■ **Data in this exercise**
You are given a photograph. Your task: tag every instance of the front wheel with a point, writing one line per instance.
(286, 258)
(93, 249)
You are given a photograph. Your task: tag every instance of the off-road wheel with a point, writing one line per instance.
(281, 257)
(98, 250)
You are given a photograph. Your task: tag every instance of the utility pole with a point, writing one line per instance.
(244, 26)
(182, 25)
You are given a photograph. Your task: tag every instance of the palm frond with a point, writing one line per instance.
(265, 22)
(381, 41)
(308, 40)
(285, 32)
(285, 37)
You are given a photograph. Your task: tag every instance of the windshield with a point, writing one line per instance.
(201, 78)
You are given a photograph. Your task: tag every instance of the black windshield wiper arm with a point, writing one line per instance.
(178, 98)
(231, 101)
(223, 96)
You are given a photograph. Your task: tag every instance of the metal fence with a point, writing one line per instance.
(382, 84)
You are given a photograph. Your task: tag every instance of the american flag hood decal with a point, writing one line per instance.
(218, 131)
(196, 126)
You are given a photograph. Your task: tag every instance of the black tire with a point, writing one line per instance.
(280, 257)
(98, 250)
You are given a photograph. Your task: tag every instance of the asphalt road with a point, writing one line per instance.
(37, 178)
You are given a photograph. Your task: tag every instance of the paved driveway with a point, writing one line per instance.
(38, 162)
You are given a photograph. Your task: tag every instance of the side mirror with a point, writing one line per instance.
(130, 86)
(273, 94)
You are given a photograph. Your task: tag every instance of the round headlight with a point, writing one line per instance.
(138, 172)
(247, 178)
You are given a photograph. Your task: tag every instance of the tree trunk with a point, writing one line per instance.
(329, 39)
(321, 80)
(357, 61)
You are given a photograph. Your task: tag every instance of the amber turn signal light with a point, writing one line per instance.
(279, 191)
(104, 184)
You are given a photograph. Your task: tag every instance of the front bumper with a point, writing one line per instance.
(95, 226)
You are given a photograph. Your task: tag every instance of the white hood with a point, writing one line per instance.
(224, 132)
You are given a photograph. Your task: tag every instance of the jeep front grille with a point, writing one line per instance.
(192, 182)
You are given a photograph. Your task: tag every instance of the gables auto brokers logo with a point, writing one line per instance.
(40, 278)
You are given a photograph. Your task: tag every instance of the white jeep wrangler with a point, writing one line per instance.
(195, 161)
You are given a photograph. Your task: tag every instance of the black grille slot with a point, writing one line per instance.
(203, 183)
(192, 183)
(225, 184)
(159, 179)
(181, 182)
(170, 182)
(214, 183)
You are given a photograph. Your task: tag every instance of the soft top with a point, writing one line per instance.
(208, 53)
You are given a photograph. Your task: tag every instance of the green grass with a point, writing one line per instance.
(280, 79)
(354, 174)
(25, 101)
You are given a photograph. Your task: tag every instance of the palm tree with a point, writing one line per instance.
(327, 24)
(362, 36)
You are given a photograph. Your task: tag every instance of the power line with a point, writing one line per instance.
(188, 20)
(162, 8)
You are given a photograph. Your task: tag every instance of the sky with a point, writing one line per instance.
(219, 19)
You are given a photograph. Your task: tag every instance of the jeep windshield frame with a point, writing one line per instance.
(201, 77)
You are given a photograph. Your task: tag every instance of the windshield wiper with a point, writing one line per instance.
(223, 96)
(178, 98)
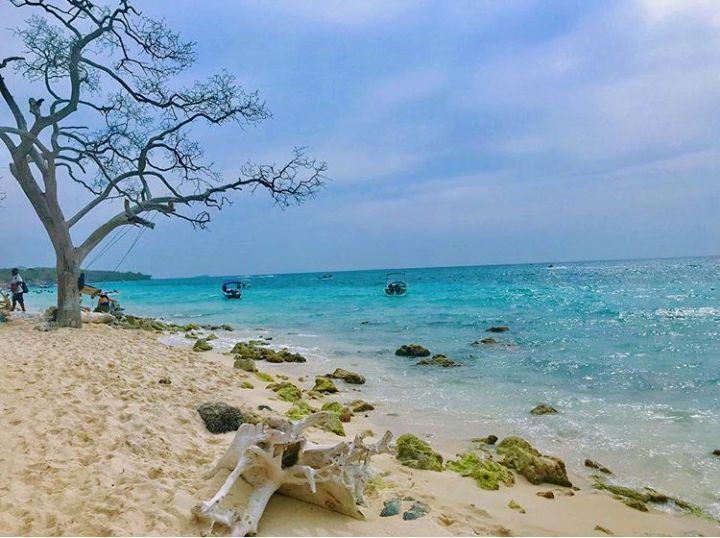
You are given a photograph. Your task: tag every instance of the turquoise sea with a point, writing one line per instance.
(628, 351)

■ **Exercise objective**
Using the material above, return every line exactly as it appears, minus the pictures.

■ **Solution for this task**
You are given a photograph. Your task: tag every instance of the front wheel with a point, writing one line per instance.
(286, 258)
(93, 249)
You are given a photograph. Your task: tag every instance of the off-road wheel with a point, writing one line per instance.
(281, 257)
(98, 250)
You are given a photograph. Your task: tag every instance of the utility pole with a point, writing one line per instance.
(244, 26)
(182, 25)
You are given a photograph. Your task: tag every instance of the palm frond with a point, writing one line per instance.
(265, 22)
(381, 41)
(308, 40)
(285, 32)
(285, 37)
You are given a photograph. Your task: tag every instance of the windshield with a point, writing one line per instance.
(201, 78)
You are given a photograph. Your task: tag every instance of the black windshield wiper arm with a point, writing one line per instance.
(178, 98)
(231, 101)
(223, 96)
You are given a photograph. Your task: tag every instance of the metal fence with a point, writing one line per instance.
(382, 84)
You are given a photograph. Your task: tag every instance of the american flag hood decal with a point, writing one line per instance.
(218, 131)
(196, 126)
You are given a photograph. Your task: tag every instance of the black tire with a point, writing one line per instance.
(280, 257)
(98, 250)
You are given a photograph. Your task: tag every instance of the asphalt road with a point, writing one line per instance.
(37, 178)
You are given a photograph. Your task: tag every instance of the paved driveway with a point, writing one line per instance.
(38, 162)
You are given a photograph. Your task: tag every instance of the side mirror with a point, writing one line per instance.
(130, 86)
(273, 94)
You are given a photograph. Your task: tag every instance of the round headlight with a point, writing one line per instance.
(138, 172)
(247, 178)
You are given a photograph. Your task: tag every instance of the tree trunk with a point, writing one line per instance.
(329, 39)
(321, 80)
(357, 61)
You are given a photograph. Your task: tag every instance of the amber turn signal light with a point, writing one line per instance.
(279, 191)
(104, 184)
You are given a photograph. Your task: tag every instance of the front bumper with a point, writing one line per instance.
(95, 226)
You are given a photograph. Your task: tag every instance of the white hood with a point, writing one line per instance.
(224, 132)
You are given a photograph. Your task: tag every instance of the jeep front grille with a point, writing one line per instance.
(192, 182)
You are given a photograph. Your task: tag every instance of the gables auto brokers logo with a point, writing one line per instance.
(40, 278)
You are given a photograph. Your task: tag every instance of the white jeep wrangler with a point, writing one line per instance.
(195, 161)
You are given a photograph. Your task: tag every instance of the black grille slot with a point, writing one line per instance.
(203, 183)
(192, 183)
(225, 184)
(159, 179)
(181, 182)
(170, 182)
(214, 183)
You are given a photograph. Your task: tag every instance of the soft top with a point, writing one line per instance.
(208, 53)
You are given a photograph. Your task: tag every instance of the green grass with a point, writing one line per instance.
(280, 79)
(354, 174)
(25, 101)
You are given a photograph. Your task: tag every instance of the palm tree with a point, writing one line per instance.
(327, 24)
(362, 36)
You are given a photograph. Your task: tag every instance of the power line with a point, writing one line per instance.
(188, 20)
(162, 8)
You are given a photograph. Your task: tag every instance of the sky with a point, writing one line per instance.
(219, 19)
You are given a photograph. Your task: tag every instance of the jeep windshield frame with a point, writing one line per instance.
(201, 77)
You are given a photograph. Your task: tag every instance of the windshield wiper with a point, writing one line per instance.
(223, 96)
(178, 98)
You are given a photograph. Your task: tag every instance of the turquoise sea with a point, writing one line per instance.
(628, 351)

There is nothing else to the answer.